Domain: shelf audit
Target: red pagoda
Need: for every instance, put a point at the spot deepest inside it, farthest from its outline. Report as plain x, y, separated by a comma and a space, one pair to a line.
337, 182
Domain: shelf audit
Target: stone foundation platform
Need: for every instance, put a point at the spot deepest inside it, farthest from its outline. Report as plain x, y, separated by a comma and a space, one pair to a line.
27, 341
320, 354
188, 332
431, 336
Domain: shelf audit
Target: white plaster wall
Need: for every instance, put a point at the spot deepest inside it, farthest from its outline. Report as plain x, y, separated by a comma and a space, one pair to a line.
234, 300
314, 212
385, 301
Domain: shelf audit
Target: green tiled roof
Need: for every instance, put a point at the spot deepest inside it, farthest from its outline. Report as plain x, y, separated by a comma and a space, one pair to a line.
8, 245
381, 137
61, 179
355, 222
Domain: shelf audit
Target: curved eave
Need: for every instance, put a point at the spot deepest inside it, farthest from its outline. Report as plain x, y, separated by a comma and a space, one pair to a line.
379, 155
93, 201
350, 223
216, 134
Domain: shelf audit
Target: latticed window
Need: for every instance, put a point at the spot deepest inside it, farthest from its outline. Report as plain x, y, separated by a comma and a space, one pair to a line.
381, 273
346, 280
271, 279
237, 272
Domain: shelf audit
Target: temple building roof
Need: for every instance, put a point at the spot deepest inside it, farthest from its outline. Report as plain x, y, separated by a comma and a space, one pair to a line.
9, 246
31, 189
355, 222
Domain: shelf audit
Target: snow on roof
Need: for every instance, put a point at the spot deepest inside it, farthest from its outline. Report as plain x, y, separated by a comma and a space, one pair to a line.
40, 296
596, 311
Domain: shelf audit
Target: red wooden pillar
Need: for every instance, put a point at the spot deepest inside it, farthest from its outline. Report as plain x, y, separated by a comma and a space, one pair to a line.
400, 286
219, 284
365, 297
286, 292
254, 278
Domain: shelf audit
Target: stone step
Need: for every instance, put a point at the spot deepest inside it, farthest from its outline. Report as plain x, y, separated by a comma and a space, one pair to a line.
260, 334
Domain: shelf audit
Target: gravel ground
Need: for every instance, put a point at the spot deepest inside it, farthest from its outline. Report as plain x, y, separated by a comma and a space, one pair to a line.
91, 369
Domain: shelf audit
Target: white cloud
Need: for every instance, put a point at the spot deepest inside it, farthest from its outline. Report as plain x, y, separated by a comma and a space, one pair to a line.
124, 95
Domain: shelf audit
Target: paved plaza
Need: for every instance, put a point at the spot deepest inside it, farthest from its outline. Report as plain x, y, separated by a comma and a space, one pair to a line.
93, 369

* * *

■ YOUR OBJECTIVE ■
Nothing in the material may be left out; write it all out verbatim.

■ RESPONSE FOR THIS EXERCISE ■
Domain: shelf audit
Target: red pagoda
Need: for every instance, put a point at the spot deepest inside it, farthest from its outline. Report as plain x, y, separated by a comma and a space, one pair to a line.
337, 182
Domain: shelf audit
Target: stone foundation platform
Need: for every instance, put a point at the spot deepest inside it, farthest from its outline. Report as plain x, y, separated by a comma and a space, one pair to a line.
27, 341
320, 354
188, 332
431, 336
Domain: shelf audit
Target: white plaster wall
Need: for every instance, put a point at the spot deepest inside it, farthest from its outline. Report as plain x, y, separated by a comma and a space, one pair to a line.
234, 300
314, 212
385, 301
Domain: shelf audit
Target: green tiled roof
Need: for every instance, put a point at the spot deepest inside it, farthest from its outline. Report as plain x, y, separated by a comma and a space, one pair to a line.
8, 245
381, 137
61, 179
355, 222
Domain: shelf audit
Target: curved eave
Need: for every instance, put a point at the spot deepest inside it, farthest from its outline. Report as plain x, y, separated by a comma and a space, one pair to a line.
379, 155
93, 201
350, 223
216, 134
Domain: shelf audit
Target: latticed window
Need: for every instance, put a point at the spot deepest inside it, farthest from its outline. Report as plain x, y, separated by a comma and a space, one pair to a line.
381, 273
346, 280
271, 279
237, 272
Domain: shelf audit
Target: temple building roof
Need: for every instance, put a point at the spot deepest inside it, farthest from its outline. Report as plain x, y, separated by a comma and a space, one pair to a line.
9, 246
31, 189
355, 222
Domain: shelf audit
Target: snow on roof
Need: for every instance, put a point at the spot deepest inside it, farthest from its outline. Report as plain x, y, separated by a comma and a space, one pair to a line.
40, 296
596, 311
Domain: shelf audit
Target: red wooden pillar
Need: for every instance, put a point at the spot deepest inside it, farthest from its outline. Report as plain x, y, separated by a comma and a space, one pair to a line.
400, 286
219, 284
365, 297
286, 292
254, 278
Domain: shelf audit
Target: stone step
Need: for every instance, put a point at the spot deepest inside it, farthest from its outline. Report as plain x, y, separated by a comma and a space, one pair to a line.
260, 334
Domain: shelf audit
Target: gravel ground
Need: for every instance, put a point at the spot deepest inside it, farthest from its outline. Report as plain x, y, separated by a comma and a space, one pair to a line.
91, 369
Domain: shelf audit
Target: white cloud
Need: for every instance, put a point at the spot deepest inside it, farthest from its outline. Report as plain x, y, separated by a comma and a space, one pair to a line.
124, 95
Domain: shelf audit
Target: paved plaza
Need: for every instance, put a point at the spot deepest inside it, farthest from its outline. Report as plain x, y, separated by a comma and a space, one pair to a line.
93, 369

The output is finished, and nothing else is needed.